▸ GIVEN PROBLEM
Find "spot the ground covered with leaves" in the material, then return exactly the line containing it and all lines after it to the end, leaving out pictures.

Records from a data source:
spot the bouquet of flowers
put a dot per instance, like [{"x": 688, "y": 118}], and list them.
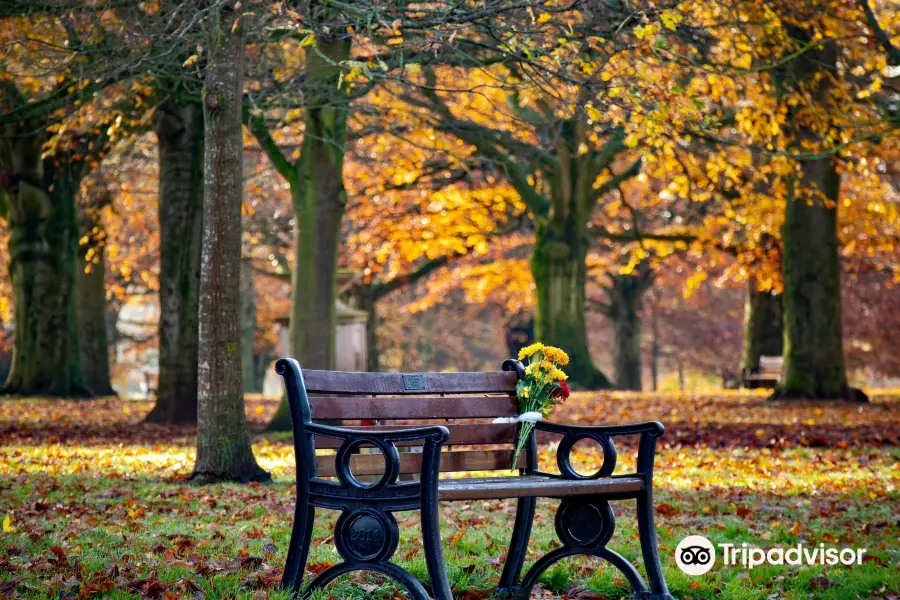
[{"x": 543, "y": 387}]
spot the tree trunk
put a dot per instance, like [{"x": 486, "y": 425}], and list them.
[
  {"x": 763, "y": 331},
  {"x": 92, "y": 318},
  {"x": 559, "y": 270},
  {"x": 319, "y": 201},
  {"x": 813, "y": 336},
  {"x": 40, "y": 199},
  {"x": 179, "y": 130},
  {"x": 625, "y": 304},
  {"x": 223, "y": 439},
  {"x": 248, "y": 329},
  {"x": 369, "y": 303}
]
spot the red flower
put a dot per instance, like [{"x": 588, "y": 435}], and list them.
[{"x": 562, "y": 392}]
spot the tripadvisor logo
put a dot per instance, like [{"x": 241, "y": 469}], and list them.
[{"x": 695, "y": 555}]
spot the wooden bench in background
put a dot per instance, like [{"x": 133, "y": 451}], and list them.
[
  {"x": 766, "y": 376},
  {"x": 332, "y": 473}
]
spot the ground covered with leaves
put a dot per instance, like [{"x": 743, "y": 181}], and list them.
[{"x": 94, "y": 504}]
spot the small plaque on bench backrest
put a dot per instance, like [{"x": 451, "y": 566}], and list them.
[{"x": 414, "y": 383}]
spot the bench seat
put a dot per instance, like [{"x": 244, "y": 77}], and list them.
[{"x": 533, "y": 486}]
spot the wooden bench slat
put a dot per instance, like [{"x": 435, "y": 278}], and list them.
[
  {"x": 342, "y": 382},
  {"x": 520, "y": 487},
  {"x": 460, "y": 435},
  {"x": 410, "y": 462},
  {"x": 412, "y": 407}
]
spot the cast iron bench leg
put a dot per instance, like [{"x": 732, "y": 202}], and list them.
[
  {"x": 649, "y": 550},
  {"x": 298, "y": 550},
  {"x": 518, "y": 547}
]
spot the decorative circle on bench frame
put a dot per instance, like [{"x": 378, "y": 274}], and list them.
[
  {"x": 388, "y": 452},
  {"x": 366, "y": 535},
  {"x": 584, "y": 523},
  {"x": 564, "y": 455}
]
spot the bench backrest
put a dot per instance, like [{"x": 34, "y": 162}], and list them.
[
  {"x": 771, "y": 364},
  {"x": 476, "y": 444}
]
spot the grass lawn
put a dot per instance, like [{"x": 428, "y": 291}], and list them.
[{"x": 94, "y": 505}]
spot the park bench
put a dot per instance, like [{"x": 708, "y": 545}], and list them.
[
  {"x": 366, "y": 533},
  {"x": 767, "y": 375}
]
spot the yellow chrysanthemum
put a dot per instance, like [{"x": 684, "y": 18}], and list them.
[
  {"x": 557, "y": 375},
  {"x": 529, "y": 350},
  {"x": 556, "y": 355}
]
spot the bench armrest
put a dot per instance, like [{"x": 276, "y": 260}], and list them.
[
  {"x": 653, "y": 428},
  {"x": 603, "y": 435},
  {"x": 352, "y": 440},
  {"x": 438, "y": 433}
]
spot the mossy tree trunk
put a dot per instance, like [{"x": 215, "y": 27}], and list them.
[
  {"x": 179, "y": 131},
  {"x": 369, "y": 303},
  {"x": 39, "y": 202},
  {"x": 317, "y": 186},
  {"x": 248, "y": 330},
  {"x": 625, "y": 295},
  {"x": 223, "y": 439},
  {"x": 763, "y": 331},
  {"x": 560, "y": 271},
  {"x": 91, "y": 301},
  {"x": 811, "y": 305}
]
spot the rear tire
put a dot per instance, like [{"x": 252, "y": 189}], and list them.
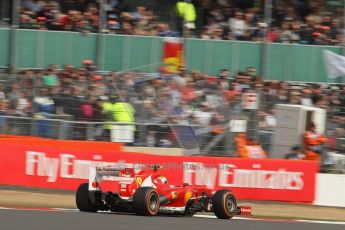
[
  {"x": 82, "y": 199},
  {"x": 224, "y": 204},
  {"x": 146, "y": 201}
]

▸ THE RESULT
spot the ground covered with leaves
put a dot per instance, like [{"x": 743, "y": 181}], and list them.
[{"x": 94, "y": 504}]
spot the small plaque on bench backrest
put a dot per instance, like [{"x": 451, "y": 566}], and list them.
[{"x": 414, "y": 383}]
spot the bench seat
put a dot per instance, like [{"x": 244, "y": 77}], and list them.
[{"x": 533, "y": 486}]
spot the wooden bench slat
put a dot per instance, like [{"x": 435, "y": 278}], and list them.
[
  {"x": 342, "y": 382},
  {"x": 520, "y": 487},
  {"x": 460, "y": 435},
  {"x": 410, "y": 462},
  {"x": 412, "y": 407}
]
spot the cast iron bench leg
put a dot per instance, like [{"x": 732, "y": 202}], and list them.
[
  {"x": 649, "y": 550},
  {"x": 298, "y": 550},
  {"x": 518, "y": 547}
]
spot the decorative circle on bench frame
put a dot per instance, like [{"x": 378, "y": 274}], and list them.
[
  {"x": 388, "y": 452},
  {"x": 366, "y": 535},
  {"x": 584, "y": 523},
  {"x": 564, "y": 455}
]
spot the bench backrest
put a dot per instance, like [{"x": 34, "y": 162}], and list them.
[
  {"x": 771, "y": 364},
  {"x": 476, "y": 444}
]
spot the grass lawn
put a dot per instance, like [{"x": 428, "y": 291}], and list them.
[{"x": 94, "y": 505}]
spot the park bench
put a dot per instance, like [{"x": 708, "y": 545}], and list them.
[
  {"x": 366, "y": 533},
  {"x": 767, "y": 375}
]
spot the yellow chrysanthemum
put a dot per instance, like [{"x": 684, "y": 18}], and list them.
[
  {"x": 557, "y": 375},
  {"x": 529, "y": 350},
  {"x": 556, "y": 355}
]
spot the bench armrest
put a dot per instance, like [{"x": 276, "y": 260}], and list them.
[
  {"x": 653, "y": 428},
  {"x": 603, "y": 435},
  {"x": 352, "y": 440},
  {"x": 438, "y": 433}
]
spot the mossy tree trunk
put a dot per instance, like [{"x": 215, "y": 27}], and list them.
[
  {"x": 179, "y": 131},
  {"x": 369, "y": 303},
  {"x": 39, "y": 202},
  {"x": 317, "y": 186},
  {"x": 248, "y": 330},
  {"x": 625, "y": 295},
  {"x": 223, "y": 439},
  {"x": 763, "y": 331},
  {"x": 560, "y": 271},
  {"x": 91, "y": 301},
  {"x": 811, "y": 305}
]
spot the rear tire
put a dot per instance, like [{"x": 252, "y": 189}], and list them.
[
  {"x": 82, "y": 199},
  {"x": 224, "y": 204},
  {"x": 146, "y": 201}
]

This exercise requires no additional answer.